- _TASK PROMPT_
Look below for the line containing "Target: white board on wall"; from there through the line containing "Target: magenta poster", both lines included, please set down each line exactly and nothing else.

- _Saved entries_
┌──
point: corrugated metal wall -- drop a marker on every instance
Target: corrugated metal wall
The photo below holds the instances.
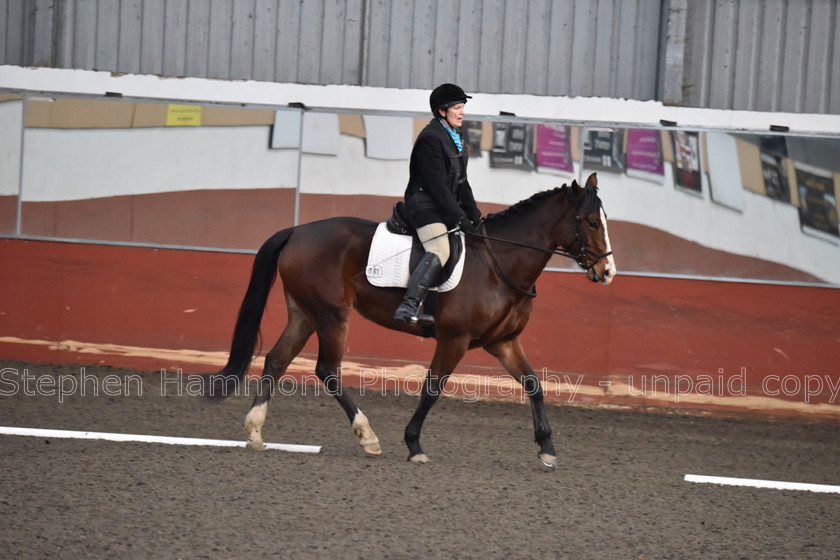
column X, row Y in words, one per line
column 776, row 55
column 766, row 55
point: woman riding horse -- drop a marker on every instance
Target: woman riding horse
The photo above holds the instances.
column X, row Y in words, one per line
column 438, row 196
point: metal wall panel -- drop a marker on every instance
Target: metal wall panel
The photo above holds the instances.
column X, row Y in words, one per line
column 765, row 55
column 769, row 55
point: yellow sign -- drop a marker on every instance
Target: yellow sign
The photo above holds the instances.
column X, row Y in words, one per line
column 183, row 115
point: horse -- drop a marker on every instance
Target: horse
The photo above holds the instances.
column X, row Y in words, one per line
column 322, row 266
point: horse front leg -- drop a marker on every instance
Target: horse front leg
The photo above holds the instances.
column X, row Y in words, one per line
column 447, row 355
column 512, row 357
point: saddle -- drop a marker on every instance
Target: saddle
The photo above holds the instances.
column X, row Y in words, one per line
column 396, row 250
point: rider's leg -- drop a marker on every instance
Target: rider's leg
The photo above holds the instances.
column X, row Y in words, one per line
column 436, row 243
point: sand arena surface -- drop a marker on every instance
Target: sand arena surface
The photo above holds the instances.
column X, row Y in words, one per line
column 618, row 492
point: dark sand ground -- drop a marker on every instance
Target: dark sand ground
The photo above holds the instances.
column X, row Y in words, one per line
column 618, row 492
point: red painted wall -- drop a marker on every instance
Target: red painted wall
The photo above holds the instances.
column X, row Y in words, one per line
column 638, row 328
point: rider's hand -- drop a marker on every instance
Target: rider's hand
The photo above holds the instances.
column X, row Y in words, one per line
column 466, row 225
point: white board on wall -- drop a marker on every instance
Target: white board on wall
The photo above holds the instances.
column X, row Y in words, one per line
column 724, row 170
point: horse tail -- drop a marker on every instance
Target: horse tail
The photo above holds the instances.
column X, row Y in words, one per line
column 247, row 331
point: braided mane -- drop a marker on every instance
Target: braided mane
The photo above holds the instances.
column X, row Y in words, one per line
column 587, row 200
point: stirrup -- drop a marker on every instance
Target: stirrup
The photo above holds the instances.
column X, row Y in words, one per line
column 409, row 314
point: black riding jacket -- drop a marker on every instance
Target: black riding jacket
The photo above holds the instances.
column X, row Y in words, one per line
column 438, row 190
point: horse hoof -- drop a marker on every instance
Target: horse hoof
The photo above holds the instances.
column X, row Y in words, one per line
column 548, row 461
column 372, row 448
column 255, row 445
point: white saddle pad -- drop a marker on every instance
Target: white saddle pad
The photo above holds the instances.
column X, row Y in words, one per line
column 388, row 261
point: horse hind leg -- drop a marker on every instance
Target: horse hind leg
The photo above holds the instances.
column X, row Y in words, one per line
column 298, row 330
column 511, row 355
column 331, row 338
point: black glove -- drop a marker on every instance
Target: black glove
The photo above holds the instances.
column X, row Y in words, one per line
column 468, row 226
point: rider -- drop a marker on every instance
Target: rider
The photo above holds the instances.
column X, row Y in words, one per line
column 438, row 196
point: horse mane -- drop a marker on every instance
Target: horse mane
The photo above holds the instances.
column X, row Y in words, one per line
column 587, row 200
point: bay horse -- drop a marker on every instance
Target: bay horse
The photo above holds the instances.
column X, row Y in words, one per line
column 322, row 266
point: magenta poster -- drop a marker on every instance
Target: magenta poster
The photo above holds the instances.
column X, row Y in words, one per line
column 644, row 151
column 554, row 154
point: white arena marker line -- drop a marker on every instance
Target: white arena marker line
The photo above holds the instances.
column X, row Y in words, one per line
column 37, row 432
column 776, row 485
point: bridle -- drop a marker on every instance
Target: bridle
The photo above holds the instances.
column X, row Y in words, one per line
column 584, row 257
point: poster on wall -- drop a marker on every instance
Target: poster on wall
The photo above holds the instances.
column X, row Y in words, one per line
column 817, row 202
column 471, row 136
column 321, row 134
column 286, row 132
column 513, row 146
column 687, row 161
column 725, row 186
column 774, row 171
column 603, row 149
column 644, row 155
column 388, row 137
column 554, row 151
column 773, row 155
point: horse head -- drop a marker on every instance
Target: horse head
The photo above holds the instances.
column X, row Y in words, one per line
column 592, row 242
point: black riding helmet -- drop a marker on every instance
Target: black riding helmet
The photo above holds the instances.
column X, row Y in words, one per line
column 445, row 96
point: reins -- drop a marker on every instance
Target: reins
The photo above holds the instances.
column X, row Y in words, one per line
column 584, row 251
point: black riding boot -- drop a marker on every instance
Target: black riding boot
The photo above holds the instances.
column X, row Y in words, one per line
column 418, row 286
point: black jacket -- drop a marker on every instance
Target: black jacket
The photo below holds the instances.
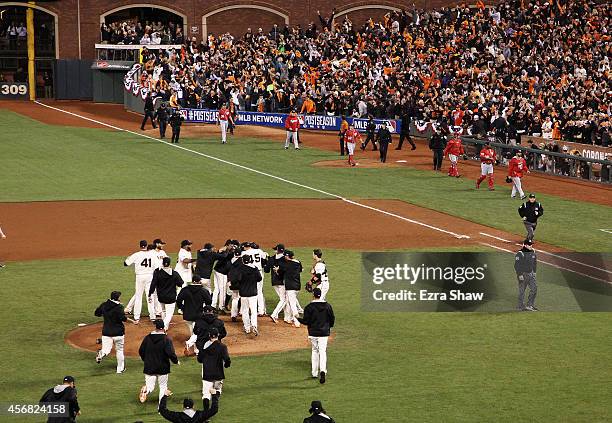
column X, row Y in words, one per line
column 165, row 284
column 157, row 351
column 315, row 418
column 181, row 417
column 291, row 269
column 532, row 211
column 204, row 262
column 114, row 317
column 269, row 265
column 203, row 326
column 249, row 276
column 191, row 299
column 214, row 359
column 62, row 393
column 525, row 261
column 437, row 142
column 319, row 317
└──
- _SOLVED PROBLEM_
Target: white board on wall
The photo above holds the instances.
column X, row Y in words, one per line
column 724, row 170
point: horse tail -- drop a marker on every instance
Target: horse tail
The photo above holds the instances.
column X, row Y in words, one per line
column 247, row 331
point: braided mane -- drop a marker on every instance
Target: braided mane
The photo above holds the instances.
column X, row Y in words, one per line
column 587, row 200
point: stirrup -- drop a marker on every instance
Target: stirrup
The photo above holds the instances.
column X, row Y in words, one per line
column 409, row 314
point: black riding jacket -- drop a marker on every instance
Target: black riding jacket
The photo above holds the instances.
column X, row Y in words, one per line
column 438, row 190
point: horse hoof -- drop a marker on every instance
Target: horse hoof
The photo above holds the instances.
column X, row Y in words, one per line
column 548, row 461
column 372, row 448
column 255, row 445
point: white saddle pad -- drop a marker on every instance
Target: white saddle pad
The photo above holds the instances.
column X, row Y in words, one per line
column 388, row 261
point: horse hind leg -- drop a marker on every instance
Target: horse hind leg
The photo above holds the instances.
column X, row Y in words, one per line
column 298, row 330
column 511, row 355
column 331, row 338
point: black glove -- drop a marker on every instance
Target: black glove
The photo above holds the instances.
column X, row Y in words, one per line
column 468, row 226
point: rider -- drop a marker on every instance
Target: rider
The photo above holds the instances.
column X, row Y in words, one per line
column 438, row 196
point: horse mane -- drop a marker on every instance
Target: horse mane
The photo above holds the instances.
column X, row Y in words, one per line
column 587, row 200
point: bay horse -- drop a marker on every instance
Target: bay horse
The photo above holds the instances.
column X, row Y in words, one per line
column 322, row 266
point: magenta poster -- drop a marker on every instance
Target: magenta poster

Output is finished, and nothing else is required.